■ **Zitierter Auszug**
Und selbst was wirken könnte wie ein Akt der Gnade
ist mir Erfüllung erst und reiner Lustgewinn,
verleiht mir frische Kraft und neuen Lebenssinn:
Dein zelebrierter Tod wird meine Bundeslade!

Selbst wenn sie Jahre später mich vielleicht erwischen
und ängstlich richten mit der Schwachen Unverstand,
wirst du mein Opfer bleiben, ganz mir eingebrannt,
und darfst mein Hinbegehren jederzeit erfrischen.

So wird es sein, und keine Macht kann es verhindern!
Was lang in mir verborgen war, ist nun erwacht
und hat mich unangreifbar hart und stark gemacht,
und keiner Träne Glänzen wird den Hunger lindern.

juli 10.10.2016 10:54

Hallo eKy :)
 
Das ist ein langes Gedicht!:)

Die langen Zeilen lassen mich innehalten und mitdenken. Es ist eine schwere Kost. Du beschreibst die Gemütslage des Psychopathen sehr genau. Es geht alleine um Macht, und ums Gestörtsein. Um das Krankhafte, Leben auslöschen zu können, weil man es kann, und es dann für sich als Lustgewinn zu verbuchen:(:mad::(

Hannibal Lector in dem Film " Das Schweigen der Lämmer" ist dafür bei grausiges Beispiel.


Düster Düster und absolut lebensfeindlich.

Liebe Grüße aus dem Norden sy

:Blume::Blume::Blume:

Erich Kykal 10.10.2016 18:34

Hi Sy!

Interessant, dass du das erwähnst! Der Film "Das Schweigen der Lämmer" war auch das Vorbild für dieses Werk, das mir beim Schreiben vor Augen stand.

■ **Anforderung 1**
Wie lautet der Satz „So wird es sein, und keine Macht kann es verhindern!“ aus dem Forenauszug zum Gedicht auf Englisch?
■ **Anforderung 2**
Wie könnte der Forenauszug zum Gedicht nach seinem letzten Satz weitergehen?
Die Auflistung ist eigenständiges Material und gehört nicht zum Forenauszug zum Gedicht.

Dateneinträge
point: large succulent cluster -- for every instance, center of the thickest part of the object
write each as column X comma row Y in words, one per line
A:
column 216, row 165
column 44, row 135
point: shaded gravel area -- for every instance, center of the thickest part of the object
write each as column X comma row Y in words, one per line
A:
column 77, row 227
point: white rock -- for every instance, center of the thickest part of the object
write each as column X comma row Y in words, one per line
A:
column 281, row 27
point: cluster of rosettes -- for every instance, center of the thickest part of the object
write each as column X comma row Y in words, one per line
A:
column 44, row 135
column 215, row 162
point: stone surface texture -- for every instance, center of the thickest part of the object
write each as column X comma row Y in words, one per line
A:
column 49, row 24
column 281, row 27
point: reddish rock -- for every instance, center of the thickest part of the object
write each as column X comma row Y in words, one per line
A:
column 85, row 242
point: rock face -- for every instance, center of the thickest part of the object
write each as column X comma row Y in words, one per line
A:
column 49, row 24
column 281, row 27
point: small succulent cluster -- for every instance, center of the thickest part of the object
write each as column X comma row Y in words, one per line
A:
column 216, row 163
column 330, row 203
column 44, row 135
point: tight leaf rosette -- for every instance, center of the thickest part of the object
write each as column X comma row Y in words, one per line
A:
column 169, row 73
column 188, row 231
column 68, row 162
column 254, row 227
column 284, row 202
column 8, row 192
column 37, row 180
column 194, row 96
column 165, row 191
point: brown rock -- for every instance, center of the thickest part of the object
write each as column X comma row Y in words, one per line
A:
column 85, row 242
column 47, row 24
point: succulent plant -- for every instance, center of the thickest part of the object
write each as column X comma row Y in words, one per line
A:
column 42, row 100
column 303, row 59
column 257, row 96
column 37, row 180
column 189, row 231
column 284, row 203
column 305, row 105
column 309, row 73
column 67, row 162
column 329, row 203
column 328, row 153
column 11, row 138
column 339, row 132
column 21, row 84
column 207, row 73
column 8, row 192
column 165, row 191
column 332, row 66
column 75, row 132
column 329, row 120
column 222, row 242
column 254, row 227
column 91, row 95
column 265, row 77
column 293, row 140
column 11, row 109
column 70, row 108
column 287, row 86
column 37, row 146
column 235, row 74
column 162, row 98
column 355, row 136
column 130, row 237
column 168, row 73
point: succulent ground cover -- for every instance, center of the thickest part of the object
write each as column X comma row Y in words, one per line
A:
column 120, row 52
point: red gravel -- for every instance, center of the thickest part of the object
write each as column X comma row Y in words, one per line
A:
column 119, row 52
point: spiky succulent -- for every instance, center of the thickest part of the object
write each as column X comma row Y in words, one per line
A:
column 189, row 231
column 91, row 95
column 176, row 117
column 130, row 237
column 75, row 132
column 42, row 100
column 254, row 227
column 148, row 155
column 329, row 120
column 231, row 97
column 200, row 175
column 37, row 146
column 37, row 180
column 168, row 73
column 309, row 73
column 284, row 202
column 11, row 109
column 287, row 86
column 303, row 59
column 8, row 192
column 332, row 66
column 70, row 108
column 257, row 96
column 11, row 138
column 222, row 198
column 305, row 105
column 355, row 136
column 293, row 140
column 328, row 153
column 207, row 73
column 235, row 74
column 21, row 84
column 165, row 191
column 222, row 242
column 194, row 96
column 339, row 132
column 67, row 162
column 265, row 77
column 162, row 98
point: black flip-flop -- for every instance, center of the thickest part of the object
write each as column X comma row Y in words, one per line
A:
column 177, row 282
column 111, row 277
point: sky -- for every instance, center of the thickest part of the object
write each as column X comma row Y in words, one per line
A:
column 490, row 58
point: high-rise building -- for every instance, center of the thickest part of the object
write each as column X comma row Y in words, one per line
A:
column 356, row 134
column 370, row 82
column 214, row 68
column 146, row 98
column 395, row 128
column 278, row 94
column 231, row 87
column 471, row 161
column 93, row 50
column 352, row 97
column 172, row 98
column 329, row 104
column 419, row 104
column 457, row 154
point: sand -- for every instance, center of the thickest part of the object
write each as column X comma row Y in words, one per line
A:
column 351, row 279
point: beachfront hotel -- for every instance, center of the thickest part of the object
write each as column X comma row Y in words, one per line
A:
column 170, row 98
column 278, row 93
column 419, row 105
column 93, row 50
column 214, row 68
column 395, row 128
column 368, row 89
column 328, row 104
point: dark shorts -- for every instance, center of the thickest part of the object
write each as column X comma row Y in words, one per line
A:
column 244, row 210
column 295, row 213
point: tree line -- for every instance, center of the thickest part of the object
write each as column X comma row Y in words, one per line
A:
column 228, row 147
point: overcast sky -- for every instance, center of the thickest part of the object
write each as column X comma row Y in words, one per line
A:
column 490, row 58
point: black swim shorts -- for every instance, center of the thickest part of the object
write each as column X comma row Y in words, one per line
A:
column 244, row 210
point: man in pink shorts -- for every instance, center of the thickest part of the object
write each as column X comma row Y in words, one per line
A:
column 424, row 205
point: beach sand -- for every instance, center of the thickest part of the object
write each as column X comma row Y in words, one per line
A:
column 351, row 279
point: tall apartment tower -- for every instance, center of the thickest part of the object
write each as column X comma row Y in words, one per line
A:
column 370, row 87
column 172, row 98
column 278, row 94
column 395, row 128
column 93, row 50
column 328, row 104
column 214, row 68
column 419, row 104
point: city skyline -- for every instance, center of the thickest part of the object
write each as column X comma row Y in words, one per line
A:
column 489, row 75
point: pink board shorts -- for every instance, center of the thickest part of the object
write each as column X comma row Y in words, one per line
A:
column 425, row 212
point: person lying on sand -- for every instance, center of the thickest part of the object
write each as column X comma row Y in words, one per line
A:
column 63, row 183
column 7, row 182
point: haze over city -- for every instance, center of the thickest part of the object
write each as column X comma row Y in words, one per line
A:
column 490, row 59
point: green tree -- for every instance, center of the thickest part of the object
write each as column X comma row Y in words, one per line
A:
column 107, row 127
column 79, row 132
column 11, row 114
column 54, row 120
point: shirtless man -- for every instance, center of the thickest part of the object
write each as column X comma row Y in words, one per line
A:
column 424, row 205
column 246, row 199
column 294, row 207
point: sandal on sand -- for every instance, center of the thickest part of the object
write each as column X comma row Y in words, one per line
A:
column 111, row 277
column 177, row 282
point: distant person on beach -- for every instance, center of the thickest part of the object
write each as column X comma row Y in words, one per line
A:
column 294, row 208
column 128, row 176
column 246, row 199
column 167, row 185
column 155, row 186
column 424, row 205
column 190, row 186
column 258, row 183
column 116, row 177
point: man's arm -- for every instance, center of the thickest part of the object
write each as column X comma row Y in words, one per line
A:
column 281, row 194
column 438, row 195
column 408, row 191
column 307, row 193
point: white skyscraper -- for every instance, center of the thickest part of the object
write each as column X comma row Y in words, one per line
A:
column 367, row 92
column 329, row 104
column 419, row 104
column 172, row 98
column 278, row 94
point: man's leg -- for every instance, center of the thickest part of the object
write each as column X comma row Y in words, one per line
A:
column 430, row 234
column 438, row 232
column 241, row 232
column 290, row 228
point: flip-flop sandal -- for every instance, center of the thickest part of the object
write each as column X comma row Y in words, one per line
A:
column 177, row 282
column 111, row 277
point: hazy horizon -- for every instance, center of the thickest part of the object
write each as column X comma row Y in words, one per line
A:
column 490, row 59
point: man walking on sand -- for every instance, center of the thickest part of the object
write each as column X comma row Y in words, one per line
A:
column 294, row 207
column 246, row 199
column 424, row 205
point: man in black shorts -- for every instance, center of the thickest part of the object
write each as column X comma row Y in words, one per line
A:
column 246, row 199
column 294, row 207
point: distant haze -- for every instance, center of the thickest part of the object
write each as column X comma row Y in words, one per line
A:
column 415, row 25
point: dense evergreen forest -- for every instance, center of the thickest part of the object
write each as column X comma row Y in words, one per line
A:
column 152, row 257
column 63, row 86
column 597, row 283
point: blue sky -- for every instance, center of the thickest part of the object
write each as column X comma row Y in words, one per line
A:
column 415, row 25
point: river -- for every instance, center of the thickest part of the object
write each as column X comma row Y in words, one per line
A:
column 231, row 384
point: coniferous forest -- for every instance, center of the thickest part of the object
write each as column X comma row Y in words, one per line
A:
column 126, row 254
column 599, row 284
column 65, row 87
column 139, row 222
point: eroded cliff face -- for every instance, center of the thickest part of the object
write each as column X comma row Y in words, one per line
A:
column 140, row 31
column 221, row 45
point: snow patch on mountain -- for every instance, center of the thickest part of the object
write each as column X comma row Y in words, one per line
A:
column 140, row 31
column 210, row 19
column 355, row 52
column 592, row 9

■ **Ergebnis 1**
So it will be, and no power can prevent it!

■ **Ergebnis 2**
Sowohl die Getriebenheit des "Buffalo Bill", der begehrt, was er täglich sieht, bis er es sich nicht mehr beherrschen kann und "tätig" wird, nur um in rettungslosen Wahnsinn abzugleiten, als auch die berechnende Gefühlskälte des hochintelligenten Soziopathen Hannibal Lecter, der sein Anderssein geradezu feierlich zelebriert.
Beiden Ausprägungen gemeinsam ist die Erlangung von absoluter Macht über andere, sei es Körper, Geist - oder beides.
Ich glaube, ein klein wenig von diesen Aspekten findet ein jeder in seinem Wesenskern, ob ihm das passt oder nicht. Damit müssen wir leben und zurechtkommen, und für die meisten sozialisierten Charaktere stellt das ja auch kein Problem dar. Aber wer hätte nicht schon mal - ganz heimlich bei sich - überlegt, wie es wohl wäre, alle Hemmungen und Sperren fallen zu lassen, um sich ganz und gar überlegen fühlen zu können, unbehindert von empathischen Überlegungen, Rücksichtnahme und sozialen Zwängen und Regeln ...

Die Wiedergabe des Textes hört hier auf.